• Exercise brief
Return, unchanged, the stretch of the items below from their first line through the line containing "[[1201, 277], [211, 354]]", both ends included.
----------
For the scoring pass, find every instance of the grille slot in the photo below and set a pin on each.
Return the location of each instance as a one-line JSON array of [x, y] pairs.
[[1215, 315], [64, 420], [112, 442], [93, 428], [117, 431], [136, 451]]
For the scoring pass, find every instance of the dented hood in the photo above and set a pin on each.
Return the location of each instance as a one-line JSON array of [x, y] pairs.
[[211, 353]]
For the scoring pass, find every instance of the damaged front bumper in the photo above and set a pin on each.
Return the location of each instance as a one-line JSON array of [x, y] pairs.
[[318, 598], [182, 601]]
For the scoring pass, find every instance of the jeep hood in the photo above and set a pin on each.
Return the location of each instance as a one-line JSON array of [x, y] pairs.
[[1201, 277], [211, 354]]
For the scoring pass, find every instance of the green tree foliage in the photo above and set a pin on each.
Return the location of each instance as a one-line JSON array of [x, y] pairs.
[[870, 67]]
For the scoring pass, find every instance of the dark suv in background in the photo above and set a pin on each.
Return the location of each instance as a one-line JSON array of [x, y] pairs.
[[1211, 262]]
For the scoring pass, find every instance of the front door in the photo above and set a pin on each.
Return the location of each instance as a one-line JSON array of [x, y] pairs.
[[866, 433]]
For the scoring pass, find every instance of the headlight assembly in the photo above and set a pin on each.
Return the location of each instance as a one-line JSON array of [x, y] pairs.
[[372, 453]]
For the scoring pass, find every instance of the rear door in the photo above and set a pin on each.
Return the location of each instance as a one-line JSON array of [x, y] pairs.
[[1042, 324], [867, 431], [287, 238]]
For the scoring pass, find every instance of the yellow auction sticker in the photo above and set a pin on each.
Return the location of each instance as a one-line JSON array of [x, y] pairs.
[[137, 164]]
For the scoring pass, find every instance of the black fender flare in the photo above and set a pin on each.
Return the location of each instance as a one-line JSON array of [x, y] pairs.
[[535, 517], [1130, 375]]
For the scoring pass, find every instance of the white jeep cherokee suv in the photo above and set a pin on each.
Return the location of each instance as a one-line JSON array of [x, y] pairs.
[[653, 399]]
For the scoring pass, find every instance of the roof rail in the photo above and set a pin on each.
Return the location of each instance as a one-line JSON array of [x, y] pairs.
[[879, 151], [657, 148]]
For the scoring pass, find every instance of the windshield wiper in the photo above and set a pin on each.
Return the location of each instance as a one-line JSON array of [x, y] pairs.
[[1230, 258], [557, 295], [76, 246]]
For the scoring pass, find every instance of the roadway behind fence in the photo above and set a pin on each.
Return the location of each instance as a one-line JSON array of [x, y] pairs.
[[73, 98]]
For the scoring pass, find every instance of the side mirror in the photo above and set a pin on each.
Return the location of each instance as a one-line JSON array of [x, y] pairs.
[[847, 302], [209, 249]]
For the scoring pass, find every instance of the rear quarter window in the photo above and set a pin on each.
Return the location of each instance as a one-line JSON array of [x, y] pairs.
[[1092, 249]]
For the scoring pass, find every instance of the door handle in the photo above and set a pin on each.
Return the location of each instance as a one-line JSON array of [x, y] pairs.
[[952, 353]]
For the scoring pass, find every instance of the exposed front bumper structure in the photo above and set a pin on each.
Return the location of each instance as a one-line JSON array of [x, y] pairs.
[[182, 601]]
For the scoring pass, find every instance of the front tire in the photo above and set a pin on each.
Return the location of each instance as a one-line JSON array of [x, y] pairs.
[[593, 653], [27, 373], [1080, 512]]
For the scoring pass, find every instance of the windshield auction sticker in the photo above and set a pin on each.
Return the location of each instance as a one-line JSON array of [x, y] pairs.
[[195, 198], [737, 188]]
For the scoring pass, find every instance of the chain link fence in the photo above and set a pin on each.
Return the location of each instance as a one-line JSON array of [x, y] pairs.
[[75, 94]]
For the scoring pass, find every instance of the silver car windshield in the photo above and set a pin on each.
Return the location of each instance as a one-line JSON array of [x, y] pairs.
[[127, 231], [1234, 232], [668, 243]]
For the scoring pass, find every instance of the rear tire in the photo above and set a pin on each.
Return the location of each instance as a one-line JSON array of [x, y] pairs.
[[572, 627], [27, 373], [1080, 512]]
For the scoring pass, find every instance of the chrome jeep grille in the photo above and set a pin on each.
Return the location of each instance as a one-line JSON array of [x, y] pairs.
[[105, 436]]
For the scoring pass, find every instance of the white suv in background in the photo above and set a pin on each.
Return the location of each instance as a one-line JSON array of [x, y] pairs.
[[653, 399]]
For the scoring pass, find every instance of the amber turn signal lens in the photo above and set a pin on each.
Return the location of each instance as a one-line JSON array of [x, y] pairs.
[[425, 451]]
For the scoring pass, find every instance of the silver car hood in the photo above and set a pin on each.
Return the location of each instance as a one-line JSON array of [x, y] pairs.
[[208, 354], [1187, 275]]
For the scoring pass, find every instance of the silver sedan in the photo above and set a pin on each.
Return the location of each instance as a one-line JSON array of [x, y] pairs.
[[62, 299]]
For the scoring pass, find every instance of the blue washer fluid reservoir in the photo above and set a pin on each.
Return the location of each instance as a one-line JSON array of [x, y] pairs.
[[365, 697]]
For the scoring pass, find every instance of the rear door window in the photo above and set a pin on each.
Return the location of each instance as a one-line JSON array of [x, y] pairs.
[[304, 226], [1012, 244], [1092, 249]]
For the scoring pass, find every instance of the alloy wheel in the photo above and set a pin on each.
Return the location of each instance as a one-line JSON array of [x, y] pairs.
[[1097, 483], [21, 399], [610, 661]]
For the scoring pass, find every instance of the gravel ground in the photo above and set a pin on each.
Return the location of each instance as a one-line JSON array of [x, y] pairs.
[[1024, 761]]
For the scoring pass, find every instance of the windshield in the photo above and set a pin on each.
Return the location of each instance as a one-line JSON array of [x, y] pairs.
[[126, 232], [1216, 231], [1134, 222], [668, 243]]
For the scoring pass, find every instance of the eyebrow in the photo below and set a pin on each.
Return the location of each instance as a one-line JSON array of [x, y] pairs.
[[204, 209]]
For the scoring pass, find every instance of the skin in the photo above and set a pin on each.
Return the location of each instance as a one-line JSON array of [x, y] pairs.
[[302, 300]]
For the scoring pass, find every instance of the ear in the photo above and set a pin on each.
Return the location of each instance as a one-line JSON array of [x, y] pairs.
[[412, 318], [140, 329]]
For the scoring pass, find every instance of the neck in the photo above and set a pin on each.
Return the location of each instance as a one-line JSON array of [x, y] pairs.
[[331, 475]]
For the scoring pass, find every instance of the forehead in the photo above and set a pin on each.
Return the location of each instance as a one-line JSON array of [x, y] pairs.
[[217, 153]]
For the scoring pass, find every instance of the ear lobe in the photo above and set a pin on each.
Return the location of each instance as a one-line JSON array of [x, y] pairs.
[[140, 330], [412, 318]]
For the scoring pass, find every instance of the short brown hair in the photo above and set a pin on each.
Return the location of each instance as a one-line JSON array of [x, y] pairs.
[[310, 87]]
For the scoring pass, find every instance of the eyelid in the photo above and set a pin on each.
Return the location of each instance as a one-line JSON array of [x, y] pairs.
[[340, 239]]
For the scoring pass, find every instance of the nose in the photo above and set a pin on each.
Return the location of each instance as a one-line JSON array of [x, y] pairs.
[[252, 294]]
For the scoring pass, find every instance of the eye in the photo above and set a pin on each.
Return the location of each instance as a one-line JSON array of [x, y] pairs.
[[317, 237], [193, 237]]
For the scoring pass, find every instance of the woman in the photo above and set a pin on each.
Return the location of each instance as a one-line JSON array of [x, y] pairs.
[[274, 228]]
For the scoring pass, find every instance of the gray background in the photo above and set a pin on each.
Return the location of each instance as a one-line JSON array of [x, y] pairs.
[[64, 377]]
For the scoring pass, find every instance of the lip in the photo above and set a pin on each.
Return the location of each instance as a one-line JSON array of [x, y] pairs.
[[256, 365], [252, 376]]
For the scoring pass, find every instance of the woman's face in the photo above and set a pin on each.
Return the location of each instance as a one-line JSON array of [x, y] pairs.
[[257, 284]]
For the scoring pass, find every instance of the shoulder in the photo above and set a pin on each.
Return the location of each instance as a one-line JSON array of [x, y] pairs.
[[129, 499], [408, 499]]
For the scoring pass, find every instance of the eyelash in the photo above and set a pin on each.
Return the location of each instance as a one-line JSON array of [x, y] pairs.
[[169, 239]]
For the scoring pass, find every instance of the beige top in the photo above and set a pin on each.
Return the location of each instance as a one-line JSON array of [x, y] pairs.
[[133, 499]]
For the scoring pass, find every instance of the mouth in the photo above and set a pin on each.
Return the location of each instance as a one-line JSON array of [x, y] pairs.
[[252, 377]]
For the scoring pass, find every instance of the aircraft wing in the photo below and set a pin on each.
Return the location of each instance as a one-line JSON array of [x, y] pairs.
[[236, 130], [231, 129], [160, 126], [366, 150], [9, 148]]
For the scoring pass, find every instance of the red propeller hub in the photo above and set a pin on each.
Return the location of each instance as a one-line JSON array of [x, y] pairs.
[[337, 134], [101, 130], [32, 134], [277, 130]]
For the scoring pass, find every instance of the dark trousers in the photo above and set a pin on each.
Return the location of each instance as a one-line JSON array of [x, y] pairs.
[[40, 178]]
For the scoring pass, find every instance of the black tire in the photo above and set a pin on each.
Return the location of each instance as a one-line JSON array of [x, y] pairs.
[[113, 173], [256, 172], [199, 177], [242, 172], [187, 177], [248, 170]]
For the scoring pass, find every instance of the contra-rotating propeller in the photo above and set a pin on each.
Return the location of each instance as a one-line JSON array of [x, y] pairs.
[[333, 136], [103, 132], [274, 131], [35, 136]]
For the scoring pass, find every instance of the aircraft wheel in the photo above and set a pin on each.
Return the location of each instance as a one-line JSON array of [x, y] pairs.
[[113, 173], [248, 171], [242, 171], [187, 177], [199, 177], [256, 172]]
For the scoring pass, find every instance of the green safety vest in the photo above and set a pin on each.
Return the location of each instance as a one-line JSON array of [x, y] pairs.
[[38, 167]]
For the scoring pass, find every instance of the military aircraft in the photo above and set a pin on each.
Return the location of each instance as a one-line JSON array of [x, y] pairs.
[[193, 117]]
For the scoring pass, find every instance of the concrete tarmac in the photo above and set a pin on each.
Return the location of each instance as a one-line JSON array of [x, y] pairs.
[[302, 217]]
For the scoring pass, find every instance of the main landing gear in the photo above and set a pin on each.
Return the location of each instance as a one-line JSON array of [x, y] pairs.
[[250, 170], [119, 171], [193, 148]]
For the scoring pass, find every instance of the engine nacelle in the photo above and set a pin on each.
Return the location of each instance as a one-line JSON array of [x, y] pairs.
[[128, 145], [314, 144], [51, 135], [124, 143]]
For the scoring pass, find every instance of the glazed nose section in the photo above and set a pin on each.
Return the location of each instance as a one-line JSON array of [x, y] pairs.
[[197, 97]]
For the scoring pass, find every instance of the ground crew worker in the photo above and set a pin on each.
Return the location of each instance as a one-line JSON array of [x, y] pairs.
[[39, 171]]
----------
• Response below
For the scoring pass, find every instance of the grille slot in the photo below and set a pin on each.
Return the location of each instance as a one-line JSON array of [x, y] pairs.
[[1215, 315], [64, 420], [112, 442], [93, 428], [117, 431], [136, 451]]
For the scoring pass, find every instance of the dented hood in the photo above and set a pin on each.
Return the location of each instance as a one-line JSON array of [x, y] pairs.
[[211, 353]]
For the scoring pass, find every instance of the damaged front bumper in the photo above and set a pin on each.
Return the location of each instance as a one-line JSON array of [x, y] pairs.
[[318, 598], [182, 601]]
For the scoring pass, find every instance of the jeep hood in the photo above and set a pin on each.
Return the location of each instance as a one-line JSON array of [x, y] pairs.
[[1201, 277], [211, 354]]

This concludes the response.